## begin
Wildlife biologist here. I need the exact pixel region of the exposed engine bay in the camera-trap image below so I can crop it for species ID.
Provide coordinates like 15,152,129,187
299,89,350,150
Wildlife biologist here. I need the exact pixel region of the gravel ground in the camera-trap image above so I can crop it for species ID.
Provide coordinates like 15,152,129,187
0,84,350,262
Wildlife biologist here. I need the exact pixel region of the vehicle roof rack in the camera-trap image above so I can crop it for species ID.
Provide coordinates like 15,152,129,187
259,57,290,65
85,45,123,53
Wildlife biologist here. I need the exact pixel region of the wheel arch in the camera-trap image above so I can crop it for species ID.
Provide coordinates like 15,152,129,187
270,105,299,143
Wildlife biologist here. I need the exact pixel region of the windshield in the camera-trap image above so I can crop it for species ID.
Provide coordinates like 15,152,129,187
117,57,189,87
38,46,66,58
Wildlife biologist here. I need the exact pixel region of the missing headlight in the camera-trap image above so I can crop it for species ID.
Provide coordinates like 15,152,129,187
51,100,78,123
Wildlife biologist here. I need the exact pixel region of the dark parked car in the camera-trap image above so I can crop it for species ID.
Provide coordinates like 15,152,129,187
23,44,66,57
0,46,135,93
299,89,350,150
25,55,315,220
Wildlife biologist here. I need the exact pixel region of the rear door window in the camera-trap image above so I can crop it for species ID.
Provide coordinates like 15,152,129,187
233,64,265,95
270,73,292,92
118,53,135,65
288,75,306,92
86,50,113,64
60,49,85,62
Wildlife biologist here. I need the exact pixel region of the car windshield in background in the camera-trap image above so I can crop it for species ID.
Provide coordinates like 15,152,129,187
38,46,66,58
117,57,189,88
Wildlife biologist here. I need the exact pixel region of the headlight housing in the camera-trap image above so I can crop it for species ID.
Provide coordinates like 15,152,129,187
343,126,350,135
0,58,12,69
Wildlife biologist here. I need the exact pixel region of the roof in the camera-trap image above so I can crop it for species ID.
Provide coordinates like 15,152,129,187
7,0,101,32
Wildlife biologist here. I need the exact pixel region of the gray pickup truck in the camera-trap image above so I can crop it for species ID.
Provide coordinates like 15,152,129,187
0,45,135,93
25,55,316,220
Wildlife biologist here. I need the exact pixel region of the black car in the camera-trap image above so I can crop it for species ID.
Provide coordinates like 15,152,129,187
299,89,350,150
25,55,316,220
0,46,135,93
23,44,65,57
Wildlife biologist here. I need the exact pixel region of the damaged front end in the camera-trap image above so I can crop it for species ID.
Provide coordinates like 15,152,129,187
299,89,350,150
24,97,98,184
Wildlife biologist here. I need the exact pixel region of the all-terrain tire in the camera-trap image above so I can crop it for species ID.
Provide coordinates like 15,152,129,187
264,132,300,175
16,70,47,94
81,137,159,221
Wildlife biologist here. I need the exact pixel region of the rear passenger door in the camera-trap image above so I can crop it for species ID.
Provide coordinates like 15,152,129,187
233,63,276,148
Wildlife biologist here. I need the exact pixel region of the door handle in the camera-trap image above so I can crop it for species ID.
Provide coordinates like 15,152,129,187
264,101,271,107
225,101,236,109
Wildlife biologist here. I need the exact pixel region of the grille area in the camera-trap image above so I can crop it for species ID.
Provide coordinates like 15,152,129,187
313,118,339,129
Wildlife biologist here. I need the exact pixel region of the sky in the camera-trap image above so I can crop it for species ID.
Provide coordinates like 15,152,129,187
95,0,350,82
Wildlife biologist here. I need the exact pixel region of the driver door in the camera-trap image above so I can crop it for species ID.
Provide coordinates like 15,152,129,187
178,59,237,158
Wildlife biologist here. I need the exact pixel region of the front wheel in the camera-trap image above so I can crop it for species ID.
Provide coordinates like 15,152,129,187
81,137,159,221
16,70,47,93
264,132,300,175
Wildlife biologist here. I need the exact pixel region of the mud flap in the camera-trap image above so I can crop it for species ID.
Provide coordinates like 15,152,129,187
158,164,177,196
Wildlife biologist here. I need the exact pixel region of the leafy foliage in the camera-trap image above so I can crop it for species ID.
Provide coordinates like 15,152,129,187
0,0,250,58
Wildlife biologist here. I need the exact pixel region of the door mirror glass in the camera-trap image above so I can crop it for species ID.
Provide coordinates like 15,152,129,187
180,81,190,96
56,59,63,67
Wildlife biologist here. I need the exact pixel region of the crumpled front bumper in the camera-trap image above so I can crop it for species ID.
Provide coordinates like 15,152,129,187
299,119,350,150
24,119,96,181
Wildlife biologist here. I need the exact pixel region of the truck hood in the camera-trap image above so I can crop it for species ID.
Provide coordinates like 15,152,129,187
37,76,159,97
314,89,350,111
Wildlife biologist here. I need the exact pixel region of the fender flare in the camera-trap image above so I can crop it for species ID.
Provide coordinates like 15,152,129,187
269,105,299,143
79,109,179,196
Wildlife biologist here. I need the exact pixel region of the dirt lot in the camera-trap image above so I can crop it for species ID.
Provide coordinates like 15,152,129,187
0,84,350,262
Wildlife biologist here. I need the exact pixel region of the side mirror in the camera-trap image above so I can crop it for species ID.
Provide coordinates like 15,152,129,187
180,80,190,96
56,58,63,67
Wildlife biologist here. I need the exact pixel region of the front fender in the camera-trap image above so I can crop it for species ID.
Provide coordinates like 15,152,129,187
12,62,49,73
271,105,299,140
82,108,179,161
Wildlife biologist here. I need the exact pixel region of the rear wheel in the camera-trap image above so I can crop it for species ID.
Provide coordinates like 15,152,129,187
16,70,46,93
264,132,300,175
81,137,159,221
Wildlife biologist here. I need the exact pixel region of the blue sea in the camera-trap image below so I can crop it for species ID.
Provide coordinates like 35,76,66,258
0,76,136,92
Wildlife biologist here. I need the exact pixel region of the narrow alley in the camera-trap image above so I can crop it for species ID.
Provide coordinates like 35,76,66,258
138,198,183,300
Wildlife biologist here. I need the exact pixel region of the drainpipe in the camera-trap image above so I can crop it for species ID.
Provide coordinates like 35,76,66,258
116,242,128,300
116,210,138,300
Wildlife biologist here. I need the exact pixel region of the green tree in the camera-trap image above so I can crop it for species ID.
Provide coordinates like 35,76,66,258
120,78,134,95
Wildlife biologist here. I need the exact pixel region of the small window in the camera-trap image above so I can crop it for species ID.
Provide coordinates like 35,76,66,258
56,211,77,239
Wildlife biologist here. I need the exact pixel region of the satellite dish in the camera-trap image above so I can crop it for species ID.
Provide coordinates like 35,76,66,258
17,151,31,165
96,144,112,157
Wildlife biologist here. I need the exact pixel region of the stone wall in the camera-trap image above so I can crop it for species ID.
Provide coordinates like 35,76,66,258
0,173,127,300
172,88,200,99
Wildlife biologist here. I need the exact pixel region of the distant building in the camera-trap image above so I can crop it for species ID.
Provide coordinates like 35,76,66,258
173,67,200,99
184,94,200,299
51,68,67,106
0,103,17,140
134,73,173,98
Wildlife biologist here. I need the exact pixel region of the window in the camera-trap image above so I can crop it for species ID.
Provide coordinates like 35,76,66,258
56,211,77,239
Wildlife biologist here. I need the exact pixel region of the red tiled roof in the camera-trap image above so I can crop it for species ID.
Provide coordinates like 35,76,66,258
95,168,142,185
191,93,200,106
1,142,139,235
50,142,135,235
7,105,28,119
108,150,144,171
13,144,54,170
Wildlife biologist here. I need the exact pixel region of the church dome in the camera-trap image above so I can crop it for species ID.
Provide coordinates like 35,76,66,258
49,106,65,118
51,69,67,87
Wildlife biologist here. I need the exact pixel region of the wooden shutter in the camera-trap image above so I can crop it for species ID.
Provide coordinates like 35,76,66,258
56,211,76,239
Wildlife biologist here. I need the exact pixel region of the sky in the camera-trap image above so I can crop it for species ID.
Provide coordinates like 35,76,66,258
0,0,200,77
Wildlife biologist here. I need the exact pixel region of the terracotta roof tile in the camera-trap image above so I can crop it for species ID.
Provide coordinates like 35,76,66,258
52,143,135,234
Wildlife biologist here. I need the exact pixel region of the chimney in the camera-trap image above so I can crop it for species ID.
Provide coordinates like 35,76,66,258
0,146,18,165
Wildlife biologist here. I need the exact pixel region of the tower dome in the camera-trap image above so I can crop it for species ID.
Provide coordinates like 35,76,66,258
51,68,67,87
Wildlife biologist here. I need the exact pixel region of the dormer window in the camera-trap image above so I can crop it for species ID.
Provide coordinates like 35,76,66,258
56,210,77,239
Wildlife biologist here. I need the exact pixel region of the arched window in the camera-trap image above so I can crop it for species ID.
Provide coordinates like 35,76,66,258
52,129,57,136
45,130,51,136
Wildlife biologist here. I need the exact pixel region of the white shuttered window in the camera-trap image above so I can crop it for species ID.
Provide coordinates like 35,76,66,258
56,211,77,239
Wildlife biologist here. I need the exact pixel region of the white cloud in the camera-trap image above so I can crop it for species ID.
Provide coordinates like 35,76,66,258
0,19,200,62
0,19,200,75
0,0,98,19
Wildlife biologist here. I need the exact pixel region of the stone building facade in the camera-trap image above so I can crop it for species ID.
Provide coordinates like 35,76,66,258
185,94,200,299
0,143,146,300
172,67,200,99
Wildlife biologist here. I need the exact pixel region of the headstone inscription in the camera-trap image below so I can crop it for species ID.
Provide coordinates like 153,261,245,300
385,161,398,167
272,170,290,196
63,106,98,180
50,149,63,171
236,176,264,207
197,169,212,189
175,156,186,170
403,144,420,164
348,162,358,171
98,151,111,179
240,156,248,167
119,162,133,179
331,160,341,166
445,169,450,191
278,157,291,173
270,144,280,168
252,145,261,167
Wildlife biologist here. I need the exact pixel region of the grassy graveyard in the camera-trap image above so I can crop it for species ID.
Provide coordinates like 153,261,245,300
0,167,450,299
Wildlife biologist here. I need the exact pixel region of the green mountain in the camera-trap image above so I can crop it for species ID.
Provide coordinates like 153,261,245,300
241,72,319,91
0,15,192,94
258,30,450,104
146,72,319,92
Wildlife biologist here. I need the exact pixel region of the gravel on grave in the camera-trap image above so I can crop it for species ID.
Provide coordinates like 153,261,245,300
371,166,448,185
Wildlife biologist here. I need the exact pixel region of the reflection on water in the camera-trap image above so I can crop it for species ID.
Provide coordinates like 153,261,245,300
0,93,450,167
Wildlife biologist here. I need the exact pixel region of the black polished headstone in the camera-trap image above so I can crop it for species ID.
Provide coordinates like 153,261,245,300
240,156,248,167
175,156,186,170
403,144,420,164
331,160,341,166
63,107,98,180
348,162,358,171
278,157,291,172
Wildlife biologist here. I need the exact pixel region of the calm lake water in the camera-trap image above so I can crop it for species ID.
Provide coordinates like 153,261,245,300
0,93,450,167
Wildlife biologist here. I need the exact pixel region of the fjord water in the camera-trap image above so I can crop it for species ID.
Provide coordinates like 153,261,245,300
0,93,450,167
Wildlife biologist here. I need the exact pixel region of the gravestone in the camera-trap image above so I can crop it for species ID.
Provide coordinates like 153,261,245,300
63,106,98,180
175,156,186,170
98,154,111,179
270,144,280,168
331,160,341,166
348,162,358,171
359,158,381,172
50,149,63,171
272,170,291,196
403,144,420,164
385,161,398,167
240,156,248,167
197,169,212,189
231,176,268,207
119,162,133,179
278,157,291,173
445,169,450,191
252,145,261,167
## end
STATED EXERCISE.
In the stretch from the line containing "the rear passenger" through the line containing "314,89,350,111", switch "door handle" to "door latch" and write out those lines again, leaving everything else unchanged.

FULL SOLUTION.
Wildlife biologist here. I need the exact pixel region of the rear passenger door in the camera-trap image above so I can crop it for species ID.
Provide coordinates like 15,152,129,187
233,63,276,148
Wildlife biologist here. I need the exact pixel region of the door latch in the camera-trap image above so I can crop it for species ID.
Provide coordinates like 15,152,129,187
264,101,271,107
225,101,236,109
Wildlife biologist here. I need the exact pixel region of the grille area in the camera-trap image above so I can crop it for species ID.
Provide coordinates like 15,152,129,187
313,118,339,129
Wildlife biologist here. I need the exact pixel region of the sky in the camera-trap image above so I can crop it for species ID.
Provide coordinates like 15,152,129,187
95,0,350,82
Wildlife biologist here. I need the exact pixel region of the driver door in the camera-trap image above so I can crop it for species ID.
Provide coordinates like 15,152,129,187
178,59,237,158
Wildlife biologist here. I need the exact pixel region of the front wheel in the camera-trap image above so I can crop it for species ID.
Provide coordinates like 15,152,129,187
81,137,159,221
16,70,47,93
264,132,300,175
Wildlife biologist here. I need the exact pixel region of the mud flap in the camera-trap image above so I can crop it for species ID.
Provide coordinates like 15,152,129,187
158,164,177,196
Wildlife biologist here. I need the exact pixel region of the leafy foliage in the camera-trap image above so I can crop it for species ID.
Provide coordinates like 15,152,129,187
0,0,250,58
Wildlife biologist here. I need the exact pixel region of the door mirror glass in the camera-trap image above so I can crop it for species ID.
Provide coordinates like 15,152,129,187
180,81,190,96
56,59,63,67
Wildlife biologist here. I need the exact pixel region of the crumpled front bumper in the camera-trap image above so I can crop it for species ID.
Provide coordinates like 15,152,129,187
299,119,350,150
24,119,96,181
Wildlife biologist here. I need the exact pixel region of the truck hood in the camera-trap image above so I can crop it for species ID.
Provide coordinates like 15,152,129,187
37,76,159,97
314,89,350,111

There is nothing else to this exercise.